**EXERCISE GOAL**
Copy out all of the data below, swapping "marker" for "pin" wherever it occurs and leaving everything else unchanged.

**PROVIDED DATA**
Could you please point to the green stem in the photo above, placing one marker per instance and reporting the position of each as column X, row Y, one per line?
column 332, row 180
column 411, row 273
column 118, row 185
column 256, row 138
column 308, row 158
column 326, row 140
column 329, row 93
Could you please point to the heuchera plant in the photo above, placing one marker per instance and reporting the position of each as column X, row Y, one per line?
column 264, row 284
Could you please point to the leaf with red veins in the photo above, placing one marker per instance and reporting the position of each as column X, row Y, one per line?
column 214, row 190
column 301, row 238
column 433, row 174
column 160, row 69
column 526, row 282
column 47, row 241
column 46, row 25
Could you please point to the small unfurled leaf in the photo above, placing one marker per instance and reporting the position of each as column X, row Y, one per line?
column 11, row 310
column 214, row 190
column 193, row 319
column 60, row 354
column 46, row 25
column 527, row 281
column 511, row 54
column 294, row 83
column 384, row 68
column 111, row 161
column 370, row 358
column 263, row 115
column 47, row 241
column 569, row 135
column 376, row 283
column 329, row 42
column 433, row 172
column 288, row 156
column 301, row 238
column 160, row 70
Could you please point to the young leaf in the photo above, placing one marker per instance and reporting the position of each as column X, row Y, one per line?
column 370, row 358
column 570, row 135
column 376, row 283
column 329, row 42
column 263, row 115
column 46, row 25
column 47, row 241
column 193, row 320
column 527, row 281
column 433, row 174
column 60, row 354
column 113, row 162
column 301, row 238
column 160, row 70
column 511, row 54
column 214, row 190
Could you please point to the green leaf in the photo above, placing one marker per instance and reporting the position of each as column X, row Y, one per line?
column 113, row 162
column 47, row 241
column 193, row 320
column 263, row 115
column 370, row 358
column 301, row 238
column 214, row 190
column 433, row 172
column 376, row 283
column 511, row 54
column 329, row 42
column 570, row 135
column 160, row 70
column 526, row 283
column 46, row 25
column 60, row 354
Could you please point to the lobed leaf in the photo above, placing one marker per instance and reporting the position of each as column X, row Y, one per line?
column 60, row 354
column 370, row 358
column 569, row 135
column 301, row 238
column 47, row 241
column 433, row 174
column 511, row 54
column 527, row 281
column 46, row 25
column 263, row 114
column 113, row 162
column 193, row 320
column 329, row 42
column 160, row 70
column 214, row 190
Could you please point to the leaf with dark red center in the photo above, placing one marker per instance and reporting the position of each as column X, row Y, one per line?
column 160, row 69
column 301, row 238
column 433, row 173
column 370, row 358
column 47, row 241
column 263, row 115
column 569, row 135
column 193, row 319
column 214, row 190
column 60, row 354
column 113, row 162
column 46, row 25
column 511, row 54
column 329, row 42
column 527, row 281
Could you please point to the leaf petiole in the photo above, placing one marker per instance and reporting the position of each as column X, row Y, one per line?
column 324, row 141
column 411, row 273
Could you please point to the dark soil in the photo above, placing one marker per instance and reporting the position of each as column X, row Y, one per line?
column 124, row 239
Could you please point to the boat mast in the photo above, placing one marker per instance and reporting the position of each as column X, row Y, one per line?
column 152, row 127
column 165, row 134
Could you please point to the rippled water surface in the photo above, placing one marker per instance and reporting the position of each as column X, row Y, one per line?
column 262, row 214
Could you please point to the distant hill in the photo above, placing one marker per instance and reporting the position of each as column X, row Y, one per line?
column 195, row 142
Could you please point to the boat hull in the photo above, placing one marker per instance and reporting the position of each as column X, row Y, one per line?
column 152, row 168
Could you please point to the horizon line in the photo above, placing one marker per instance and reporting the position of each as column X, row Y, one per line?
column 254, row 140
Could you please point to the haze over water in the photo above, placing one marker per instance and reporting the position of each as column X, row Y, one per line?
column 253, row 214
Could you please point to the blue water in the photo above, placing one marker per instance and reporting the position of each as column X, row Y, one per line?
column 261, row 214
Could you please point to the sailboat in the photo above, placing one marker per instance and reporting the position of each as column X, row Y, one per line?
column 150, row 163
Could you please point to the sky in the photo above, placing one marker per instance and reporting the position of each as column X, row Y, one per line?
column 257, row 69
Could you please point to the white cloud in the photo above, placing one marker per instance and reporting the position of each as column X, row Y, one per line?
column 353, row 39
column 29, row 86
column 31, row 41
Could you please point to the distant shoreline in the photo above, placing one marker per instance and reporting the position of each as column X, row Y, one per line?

**EXPECTED ANSWER**
Could you please point to the green stem in the photo above, placing one pin per instance and reporting the position of each as column X, row Y, one per line?
column 332, row 180
column 411, row 273
column 118, row 185
column 256, row 138
column 308, row 158
column 326, row 140
column 329, row 93
Could you please point to the heuchera plant in the photo above, placing one pin per instance and reporting the position of each as column X, row Y, one per line?
column 264, row 284
Could you please point to the leaf with red veins in the photo above, placing one pin per instance and reporting the position of each as column X, row Y, one per line?
column 214, row 190
column 301, row 238
column 433, row 174
column 160, row 69
column 526, row 282
column 47, row 241
column 46, row 25
Could you please point to the small unfurled leaf in the photo above, placing one pin per instance and reporting the position of each as column X, row Y, one per line?
column 11, row 310
column 214, row 190
column 193, row 319
column 60, row 354
column 46, row 25
column 527, row 281
column 511, row 54
column 294, row 83
column 384, row 68
column 111, row 161
column 370, row 358
column 263, row 115
column 47, row 241
column 569, row 135
column 376, row 283
column 329, row 42
column 433, row 172
column 288, row 156
column 301, row 238
column 160, row 70
Could you please point to the young leaf in the photo above, placing one pin per instance and reporting the position of each as column X, row Y, one per line?
column 370, row 358
column 570, row 135
column 376, row 283
column 329, row 42
column 263, row 115
column 46, row 25
column 47, row 241
column 193, row 320
column 527, row 281
column 433, row 174
column 60, row 354
column 113, row 162
column 301, row 238
column 160, row 70
column 511, row 54
column 214, row 190
Could you please point to the green leaf in the photo above, placing one pin per instance and reporting the position of each as column X, row Y, one per line?
column 113, row 162
column 47, row 241
column 193, row 320
column 263, row 115
column 370, row 358
column 301, row 238
column 214, row 190
column 433, row 172
column 376, row 283
column 511, row 54
column 329, row 42
column 570, row 135
column 160, row 70
column 526, row 283
column 46, row 25
column 60, row 354
Could you please point to the lobed leaf in the photo above, placing one pin per instance and reporting the position of each as column X, row Y, one per line?
column 60, row 354
column 370, row 358
column 569, row 135
column 301, row 238
column 47, row 241
column 433, row 174
column 511, row 54
column 527, row 281
column 46, row 25
column 263, row 114
column 113, row 162
column 193, row 320
column 329, row 42
column 160, row 70
column 214, row 190
Could you please point to the leaf with dark red center in the photo above, placing one pin per instance and reporting the position of each as column X, row Y, one per line?
column 160, row 69
column 301, row 238
column 433, row 173
column 370, row 358
column 47, row 241
column 263, row 115
column 569, row 135
column 193, row 319
column 214, row 190
column 60, row 354
column 113, row 162
column 46, row 25
column 511, row 54
column 329, row 42
column 527, row 281
Could you please point to the leaf petiole in the photo above, placing one pin per instance and reporting the position of each as column X, row Y, one per line?
column 324, row 141
column 411, row 273
Could you please point to the dark soil in the photo above, placing one pin per instance and reporting the position of each as column X, row Y, one per line?
column 124, row 239
Could you please point to the boat mast in the photo above, placing one pin per instance and reporting the position of each as column X, row Y, one per line?
column 152, row 127
column 165, row 134
Could you please point to the rippled water surface in the photo above, placing one pin per instance and reporting the position of each as column X, row Y, one per line?
column 262, row 214
Could you please point to the distant hill in the photo above, placing one pin per instance and reporting the position of each as column X, row Y, one per line?
column 195, row 142
Could you please point to the boat hull in the photo above, placing one pin per instance and reporting the position of each as column X, row Y, one per line?
column 152, row 168
Could you please point to the horizon line in the photo above, placing one pin per instance and reporting the position of each as column X, row Y, one per line?
column 254, row 140
Could you please point to the haze over water in the photo above, placing one pin per instance and reporting the position of each as column X, row Y, one per line?
column 253, row 214
Could you please point to the blue water in the photo above, placing one pin per instance and reporting the position of each as column X, row Y, one per line?
column 261, row 214
Could you please point to the sailboat in the photo above, placing one pin per instance and reporting the position of each as column X, row Y, one per line?
column 150, row 163
Could you please point to the sky in the photo above, placing one pin per instance and reporting the position of each as column X, row Y, one per line?
column 257, row 69
Could you please point to the white cloud in the photo above, placing one pin per instance and reporting the position of each as column X, row Y, one per line?
column 353, row 39
column 29, row 86
column 31, row 41
Could you please point to the distant shoreline in the photo above, placing one pin per instance and reporting the position of each as column X, row Y, one per line?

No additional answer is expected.